start PROVIDED ENTRIES

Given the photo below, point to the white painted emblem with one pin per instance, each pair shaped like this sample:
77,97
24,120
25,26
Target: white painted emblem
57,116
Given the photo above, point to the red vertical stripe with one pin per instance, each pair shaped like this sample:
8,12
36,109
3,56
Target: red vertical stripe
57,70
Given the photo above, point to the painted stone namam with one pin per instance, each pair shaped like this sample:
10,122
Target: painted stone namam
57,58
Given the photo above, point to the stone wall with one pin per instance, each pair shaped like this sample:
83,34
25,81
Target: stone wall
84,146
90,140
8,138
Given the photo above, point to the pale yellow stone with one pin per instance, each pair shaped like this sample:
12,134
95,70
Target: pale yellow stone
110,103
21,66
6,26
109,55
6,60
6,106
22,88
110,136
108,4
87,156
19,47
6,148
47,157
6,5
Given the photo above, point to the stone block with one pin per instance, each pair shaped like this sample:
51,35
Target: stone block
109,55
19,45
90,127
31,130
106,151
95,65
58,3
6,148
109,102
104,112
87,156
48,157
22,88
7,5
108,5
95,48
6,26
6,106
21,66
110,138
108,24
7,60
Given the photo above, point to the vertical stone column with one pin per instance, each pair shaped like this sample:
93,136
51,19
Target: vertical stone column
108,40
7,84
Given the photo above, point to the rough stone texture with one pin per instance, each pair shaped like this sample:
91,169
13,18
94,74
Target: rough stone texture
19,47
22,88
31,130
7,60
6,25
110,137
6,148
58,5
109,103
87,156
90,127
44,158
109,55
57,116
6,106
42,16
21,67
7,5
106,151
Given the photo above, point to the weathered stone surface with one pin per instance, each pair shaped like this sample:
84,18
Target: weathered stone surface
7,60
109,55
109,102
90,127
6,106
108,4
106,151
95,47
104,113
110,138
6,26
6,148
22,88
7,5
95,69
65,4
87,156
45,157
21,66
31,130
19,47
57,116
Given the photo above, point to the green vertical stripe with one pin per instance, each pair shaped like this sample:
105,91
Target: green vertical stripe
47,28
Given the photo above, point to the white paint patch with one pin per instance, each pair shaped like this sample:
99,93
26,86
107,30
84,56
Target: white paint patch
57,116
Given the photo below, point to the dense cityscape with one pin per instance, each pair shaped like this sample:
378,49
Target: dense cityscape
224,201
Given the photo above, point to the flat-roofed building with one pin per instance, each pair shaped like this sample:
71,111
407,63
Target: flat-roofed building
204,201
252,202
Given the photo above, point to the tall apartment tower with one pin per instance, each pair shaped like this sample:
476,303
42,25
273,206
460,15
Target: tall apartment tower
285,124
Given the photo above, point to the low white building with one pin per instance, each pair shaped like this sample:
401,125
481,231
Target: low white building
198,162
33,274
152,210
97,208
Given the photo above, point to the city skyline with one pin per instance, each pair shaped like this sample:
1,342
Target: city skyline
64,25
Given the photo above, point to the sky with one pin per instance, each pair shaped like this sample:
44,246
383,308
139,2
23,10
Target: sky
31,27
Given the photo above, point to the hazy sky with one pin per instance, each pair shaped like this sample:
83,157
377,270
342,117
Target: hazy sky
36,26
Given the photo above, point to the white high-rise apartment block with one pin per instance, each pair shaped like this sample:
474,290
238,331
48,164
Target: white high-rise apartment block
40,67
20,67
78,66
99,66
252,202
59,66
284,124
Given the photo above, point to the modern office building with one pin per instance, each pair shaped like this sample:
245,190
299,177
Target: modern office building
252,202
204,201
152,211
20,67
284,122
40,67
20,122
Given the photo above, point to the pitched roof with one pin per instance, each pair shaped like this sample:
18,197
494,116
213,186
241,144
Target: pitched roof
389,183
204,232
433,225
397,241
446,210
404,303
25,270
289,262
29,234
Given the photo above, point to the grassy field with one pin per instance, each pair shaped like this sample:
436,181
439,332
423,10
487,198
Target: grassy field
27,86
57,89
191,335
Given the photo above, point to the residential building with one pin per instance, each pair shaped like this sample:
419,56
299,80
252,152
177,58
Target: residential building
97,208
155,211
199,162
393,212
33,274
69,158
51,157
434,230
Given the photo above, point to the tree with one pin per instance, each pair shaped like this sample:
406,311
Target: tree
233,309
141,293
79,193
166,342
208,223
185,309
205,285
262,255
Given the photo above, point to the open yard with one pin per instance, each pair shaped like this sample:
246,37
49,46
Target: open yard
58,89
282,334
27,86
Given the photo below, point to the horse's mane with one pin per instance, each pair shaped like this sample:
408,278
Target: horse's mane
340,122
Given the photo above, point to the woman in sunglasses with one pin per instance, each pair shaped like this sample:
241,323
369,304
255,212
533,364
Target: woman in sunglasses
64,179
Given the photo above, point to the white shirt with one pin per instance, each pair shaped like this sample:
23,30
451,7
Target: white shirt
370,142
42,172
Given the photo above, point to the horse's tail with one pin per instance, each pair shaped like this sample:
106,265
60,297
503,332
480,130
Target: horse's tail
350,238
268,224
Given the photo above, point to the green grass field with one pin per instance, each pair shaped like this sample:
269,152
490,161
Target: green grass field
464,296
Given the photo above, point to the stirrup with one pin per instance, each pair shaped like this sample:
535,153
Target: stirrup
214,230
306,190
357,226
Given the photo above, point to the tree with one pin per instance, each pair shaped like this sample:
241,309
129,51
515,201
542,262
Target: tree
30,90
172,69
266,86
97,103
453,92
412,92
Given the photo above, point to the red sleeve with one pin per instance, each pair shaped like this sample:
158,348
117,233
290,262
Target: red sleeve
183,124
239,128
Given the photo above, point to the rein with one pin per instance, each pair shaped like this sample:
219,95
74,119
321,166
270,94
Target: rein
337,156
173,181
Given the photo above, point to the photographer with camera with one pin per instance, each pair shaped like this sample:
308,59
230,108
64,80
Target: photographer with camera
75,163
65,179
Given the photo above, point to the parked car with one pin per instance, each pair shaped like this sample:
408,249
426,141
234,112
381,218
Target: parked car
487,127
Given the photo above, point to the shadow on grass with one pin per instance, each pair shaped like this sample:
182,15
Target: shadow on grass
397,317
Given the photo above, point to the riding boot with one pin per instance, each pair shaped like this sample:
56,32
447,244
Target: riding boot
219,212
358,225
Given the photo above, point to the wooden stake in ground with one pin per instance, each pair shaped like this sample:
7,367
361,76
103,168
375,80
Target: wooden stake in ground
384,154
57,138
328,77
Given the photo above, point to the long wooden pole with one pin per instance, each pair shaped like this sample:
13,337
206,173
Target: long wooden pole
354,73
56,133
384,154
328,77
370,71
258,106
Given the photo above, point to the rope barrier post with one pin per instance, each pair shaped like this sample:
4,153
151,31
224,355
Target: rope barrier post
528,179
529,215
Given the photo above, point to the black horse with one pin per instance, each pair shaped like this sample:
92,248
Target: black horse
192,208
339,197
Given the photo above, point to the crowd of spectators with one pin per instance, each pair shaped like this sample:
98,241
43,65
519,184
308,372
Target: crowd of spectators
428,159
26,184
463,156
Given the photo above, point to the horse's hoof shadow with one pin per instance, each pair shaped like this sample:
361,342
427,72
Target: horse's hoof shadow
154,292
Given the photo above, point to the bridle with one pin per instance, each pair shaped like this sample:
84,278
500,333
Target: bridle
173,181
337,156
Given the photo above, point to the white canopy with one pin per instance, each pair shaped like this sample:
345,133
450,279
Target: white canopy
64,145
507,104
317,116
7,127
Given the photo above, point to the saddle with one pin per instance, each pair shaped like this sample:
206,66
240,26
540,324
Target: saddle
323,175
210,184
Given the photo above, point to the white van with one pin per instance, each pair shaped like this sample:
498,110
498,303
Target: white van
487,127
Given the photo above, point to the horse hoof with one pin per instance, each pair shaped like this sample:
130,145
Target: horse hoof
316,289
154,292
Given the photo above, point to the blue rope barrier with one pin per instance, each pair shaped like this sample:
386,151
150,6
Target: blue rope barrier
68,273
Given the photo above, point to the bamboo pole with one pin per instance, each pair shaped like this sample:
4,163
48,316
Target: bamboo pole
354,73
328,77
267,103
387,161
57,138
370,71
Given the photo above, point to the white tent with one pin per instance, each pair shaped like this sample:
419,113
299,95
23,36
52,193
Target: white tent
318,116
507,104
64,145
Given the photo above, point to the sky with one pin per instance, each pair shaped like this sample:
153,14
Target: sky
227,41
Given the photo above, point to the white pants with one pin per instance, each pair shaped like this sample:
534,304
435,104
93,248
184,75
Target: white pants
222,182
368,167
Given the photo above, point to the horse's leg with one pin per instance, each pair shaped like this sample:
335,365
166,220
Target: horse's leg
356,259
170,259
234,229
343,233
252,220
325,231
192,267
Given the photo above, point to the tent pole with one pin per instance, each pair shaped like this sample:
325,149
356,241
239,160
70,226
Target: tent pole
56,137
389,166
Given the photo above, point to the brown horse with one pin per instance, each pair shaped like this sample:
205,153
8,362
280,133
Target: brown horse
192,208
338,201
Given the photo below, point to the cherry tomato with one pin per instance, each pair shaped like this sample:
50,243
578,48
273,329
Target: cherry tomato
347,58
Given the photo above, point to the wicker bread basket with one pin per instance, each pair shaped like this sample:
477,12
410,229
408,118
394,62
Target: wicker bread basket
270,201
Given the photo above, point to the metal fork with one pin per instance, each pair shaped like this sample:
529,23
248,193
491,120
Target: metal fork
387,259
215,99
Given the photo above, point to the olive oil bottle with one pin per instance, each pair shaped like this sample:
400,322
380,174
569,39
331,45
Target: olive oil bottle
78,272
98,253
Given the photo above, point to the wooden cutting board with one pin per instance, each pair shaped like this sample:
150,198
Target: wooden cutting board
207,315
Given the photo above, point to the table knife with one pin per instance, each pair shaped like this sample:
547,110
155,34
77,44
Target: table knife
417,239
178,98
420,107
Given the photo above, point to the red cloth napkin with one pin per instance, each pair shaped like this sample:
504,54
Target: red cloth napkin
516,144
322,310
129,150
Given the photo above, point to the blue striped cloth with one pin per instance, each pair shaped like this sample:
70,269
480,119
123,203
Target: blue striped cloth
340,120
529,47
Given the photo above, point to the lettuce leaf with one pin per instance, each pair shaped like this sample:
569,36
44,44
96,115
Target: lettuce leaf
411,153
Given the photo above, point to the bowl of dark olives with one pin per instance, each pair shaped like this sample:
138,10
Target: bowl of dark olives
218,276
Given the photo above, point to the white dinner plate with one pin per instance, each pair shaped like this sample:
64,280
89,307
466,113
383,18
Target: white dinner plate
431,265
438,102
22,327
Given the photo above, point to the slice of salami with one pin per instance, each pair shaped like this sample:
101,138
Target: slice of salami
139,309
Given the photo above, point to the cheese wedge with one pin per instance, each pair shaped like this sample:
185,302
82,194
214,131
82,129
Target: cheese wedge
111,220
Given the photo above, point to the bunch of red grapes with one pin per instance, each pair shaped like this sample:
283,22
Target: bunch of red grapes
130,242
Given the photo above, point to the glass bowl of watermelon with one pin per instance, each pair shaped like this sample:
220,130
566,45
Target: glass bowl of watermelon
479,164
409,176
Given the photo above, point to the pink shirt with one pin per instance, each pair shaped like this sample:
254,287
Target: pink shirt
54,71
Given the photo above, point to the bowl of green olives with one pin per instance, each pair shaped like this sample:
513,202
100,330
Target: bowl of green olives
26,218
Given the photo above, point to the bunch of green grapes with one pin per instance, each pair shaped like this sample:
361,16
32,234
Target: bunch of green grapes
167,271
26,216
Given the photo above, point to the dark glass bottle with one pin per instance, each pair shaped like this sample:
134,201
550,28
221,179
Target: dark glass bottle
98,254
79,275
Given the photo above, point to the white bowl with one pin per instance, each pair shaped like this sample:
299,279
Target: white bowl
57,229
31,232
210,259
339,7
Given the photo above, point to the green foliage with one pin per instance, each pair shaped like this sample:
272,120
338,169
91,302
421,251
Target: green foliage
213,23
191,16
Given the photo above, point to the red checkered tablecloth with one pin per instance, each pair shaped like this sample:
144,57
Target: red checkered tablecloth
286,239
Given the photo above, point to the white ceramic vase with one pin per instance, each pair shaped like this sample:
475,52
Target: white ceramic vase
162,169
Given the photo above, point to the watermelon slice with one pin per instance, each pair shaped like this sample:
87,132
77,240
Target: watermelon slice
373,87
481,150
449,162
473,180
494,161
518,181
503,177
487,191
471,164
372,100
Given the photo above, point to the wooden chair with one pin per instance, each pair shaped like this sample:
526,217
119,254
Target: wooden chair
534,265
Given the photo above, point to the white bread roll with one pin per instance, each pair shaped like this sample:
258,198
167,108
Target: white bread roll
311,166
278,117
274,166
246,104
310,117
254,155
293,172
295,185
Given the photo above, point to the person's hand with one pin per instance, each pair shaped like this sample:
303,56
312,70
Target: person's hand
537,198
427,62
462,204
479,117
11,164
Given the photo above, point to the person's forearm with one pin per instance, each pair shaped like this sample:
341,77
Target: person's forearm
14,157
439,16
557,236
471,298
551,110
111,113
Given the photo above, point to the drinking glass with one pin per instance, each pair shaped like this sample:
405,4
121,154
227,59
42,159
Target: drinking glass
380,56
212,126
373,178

end PROVIDED ENTRIES

## WORK REQUIRED
Take every line from the one containing "Given the photo above, point to the white bowl" to the end of the listing and output it exactly, with nothing else.

## WORKED ANSWER
Given the photo above, point to the white bowl with one pin per instance, each pair shaped like this sample:
299,279
Target: white bowl
57,229
31,232
210,259
339,7
Given the photo above, point to the green foliage with one pin per instance, each pair shaped like this sample:
272,120
338,169
91,302
421,251
Target: green foliage
213,23
191,16
Given the photo above, point to the red checkered tablecloth with one pin per instance, each pair shaped like this sample:
144,57
Target: red checkered tablecloth
286,239
Given the photo above, point to the white ceramic vase with one pin per instance, each pair shaped like this sample:
475,52
Target: white ceramic vase
162,169
Given the photo above, point to the watermelon slice with one pin per instance, each pair shaped like this sample:
87,132
77,240
Target: watermelon slice
373,87
481,150
449,162
473,180
494,161
518,181
503,177
487,191
471,164
372,100
Given the photo above, point to the wooden chair with one pin per instance, each pair shaped like this sample:
526,217
119,254
Target: wooden chair
534,265
Given the photo above, point to the white bread roll with one pin per instance, each pair shaped like this sample:
258,198
167,108
Target: white bread roll
311,166
278,117
274,166
246,104
310,117
254,155
293,172
295,185
Given the photo above, point to the person's hand with one pin per instance, each pair shaped like this sample:
303,56
312,70
Target: person's hand
537,198
427,62
462,204
479,117
11,164
Given the photo above, point to the person's forearm with one pin per instance, each pair shaped like this sample:
341,77
Target: person's forearm
14,157
439,16
557,236
471,298
551,110
111,113
Given the photo above, point to the drinking glass with one pin per instance, each pair shaped like this sample:
405,4
121,154
227,59
42,159
Target: drinking glass
380,56
212,126
373,178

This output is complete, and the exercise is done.